**TEXTE FOURNI:**
******

Message par Mme de Sabran Dim 10 Sep - 15:16

D'esprémesnil fut de ceux qui créèrent la première « agence de renseignements » à destination de l’émigration qui grossissait de jour en jour, et qu’on nomma les « Salons français » puisque ses réunions semblent s’être déroulées dans ce lieu déjà connu, situé au no 50 des Arcades du Palais-Royal et qui était utilisé, depuis 1785, comme un lieu de rassemblement des artistes, mécènes et amateurs d’art graphique.
Le Rouennais Lemaître était l’un des membres de cette société artistique, et c’est lui qui, en relation avec d’Eprémesnil, Cazalès et d’autres gravitant dans les mêmes cercles, créa cette cellule de renseignements à l’usage des émigrés.
Elle commença à fonctionner au début de l’été 1791 sous la direction de Lemaître et d’un ancien secrétaire de Cazalès, le chevalier Sandrier des Pommelles. Parti en émigration fin 1790, le comte d’Antraigues fut le premier bénéficiaire de cette agence de renseignements à laquelle collaborèrent diverses personnes dont des journalistes du journal les Actes des Apôtres et plusieurs des habitués du salon de Mme d’Eprémesnil.

******

**MATÉRIEL D’ÉTUDE:**
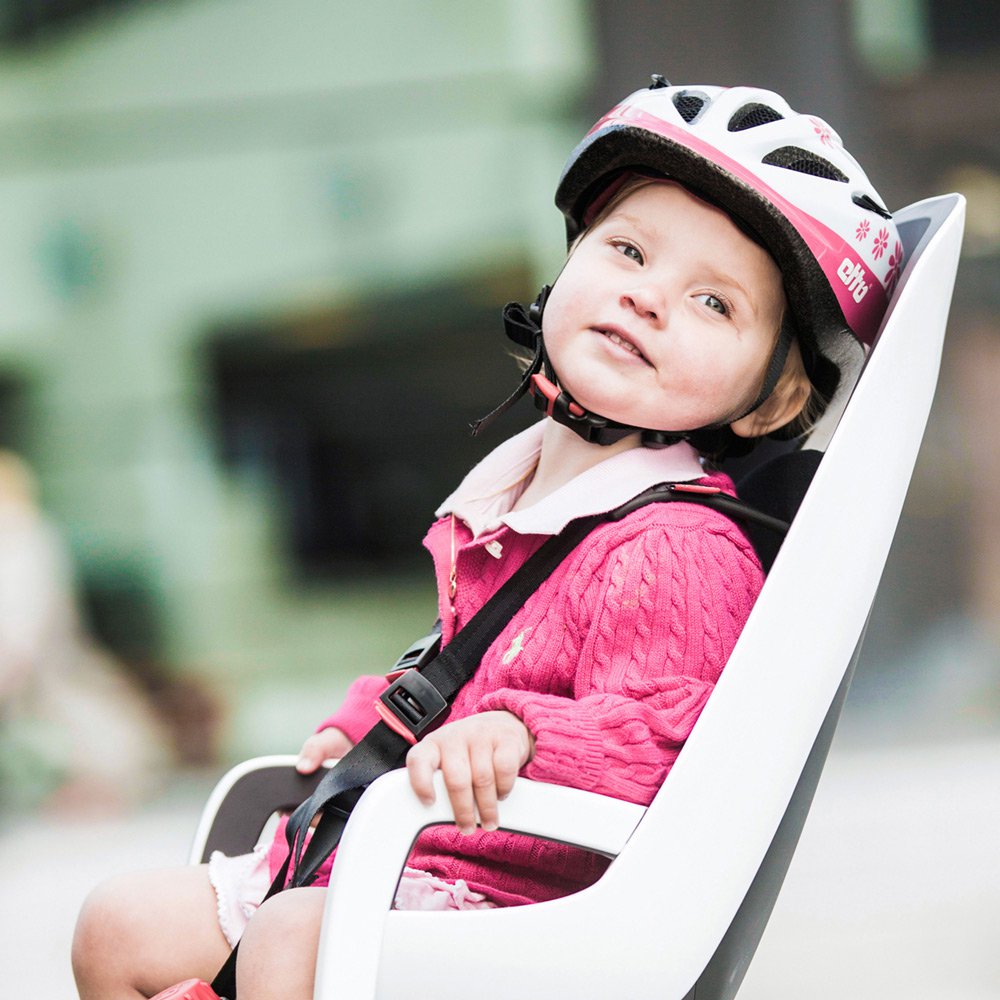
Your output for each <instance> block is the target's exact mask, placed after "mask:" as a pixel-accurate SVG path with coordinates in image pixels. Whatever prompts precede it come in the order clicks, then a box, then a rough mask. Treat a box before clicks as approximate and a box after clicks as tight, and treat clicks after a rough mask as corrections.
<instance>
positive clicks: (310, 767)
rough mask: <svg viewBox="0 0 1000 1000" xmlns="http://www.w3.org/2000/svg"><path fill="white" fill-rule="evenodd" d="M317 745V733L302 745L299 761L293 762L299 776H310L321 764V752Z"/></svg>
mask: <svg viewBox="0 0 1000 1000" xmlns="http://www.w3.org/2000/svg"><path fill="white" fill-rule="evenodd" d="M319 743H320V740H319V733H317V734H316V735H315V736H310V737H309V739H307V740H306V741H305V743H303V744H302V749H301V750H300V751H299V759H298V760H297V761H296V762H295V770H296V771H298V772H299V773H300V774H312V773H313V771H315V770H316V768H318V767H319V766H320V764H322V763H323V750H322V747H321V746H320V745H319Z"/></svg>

******

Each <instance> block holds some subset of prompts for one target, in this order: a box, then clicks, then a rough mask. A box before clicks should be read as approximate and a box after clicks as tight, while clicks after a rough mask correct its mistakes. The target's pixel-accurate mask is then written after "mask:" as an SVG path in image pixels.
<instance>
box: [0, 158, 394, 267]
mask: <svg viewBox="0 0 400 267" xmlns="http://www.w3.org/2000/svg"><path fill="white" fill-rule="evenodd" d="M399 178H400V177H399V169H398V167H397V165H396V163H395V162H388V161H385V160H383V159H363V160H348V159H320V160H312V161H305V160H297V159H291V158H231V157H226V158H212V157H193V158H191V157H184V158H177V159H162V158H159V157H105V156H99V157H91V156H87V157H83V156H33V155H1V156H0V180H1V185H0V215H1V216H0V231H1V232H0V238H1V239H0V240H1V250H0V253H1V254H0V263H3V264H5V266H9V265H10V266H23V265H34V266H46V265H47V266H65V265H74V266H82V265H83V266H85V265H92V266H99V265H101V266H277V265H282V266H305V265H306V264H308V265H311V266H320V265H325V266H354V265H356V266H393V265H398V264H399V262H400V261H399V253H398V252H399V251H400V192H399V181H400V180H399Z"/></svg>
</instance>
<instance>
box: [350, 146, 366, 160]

******

**TRAVAIL À FAIRE:**
1. Recopiez fidèlement le passage du texte sur les Salons français qui commence à « D'esprémesnil fut de » et se termine à « l’usage des émigrés. ».
2. Pour chaque affirmation, dites par oui ou par non si elle concorde avec le texte sur les Salons français, et citez les mots du texte qui permettent de trancher. (a) L’agence commença à fonctionner au début de l’été 1791. (b) Le comte d’Antraigues partit en émigration fin 1791. (c) Les réunions semblent s’être tenues au no 50 des Arcades du Palais-Royal.

**RÉPONSES PAR CONSIGNE:**
1.
D'esprémesnil fut de ceux qui créèrent la première « agence de renseignements » à destination de l’émigration qui grossissait de jour en jour, et qu’on nomma les « Salons français » puisque ses réunions semblent s’être déroulées dans ce lieu déjà connu, situé au no 50 des Arcades du Palais-Royal et qui était utilisé, depuis 1785, comme un lieu de rassemblement des artistes, mécènes et amateurs d’art graphique.
Le Rouennais Lemaître était l’un des membres de cette société artistique, et c’est lui qui, en relation avec d’Eprémesnil, Cazalès et d’autres gravitant dans les mêmes cercles, créa cette cellule de renseignements à l’usage des émigrés.

2.
(a) Oui : « Elle commença à fonctionner au début de l’été 1791 ».
(b) Non : « Parti en émigration fin 1790 ».
(c) Oui : « situé au no 50 des Arcades du Palais-Royal ».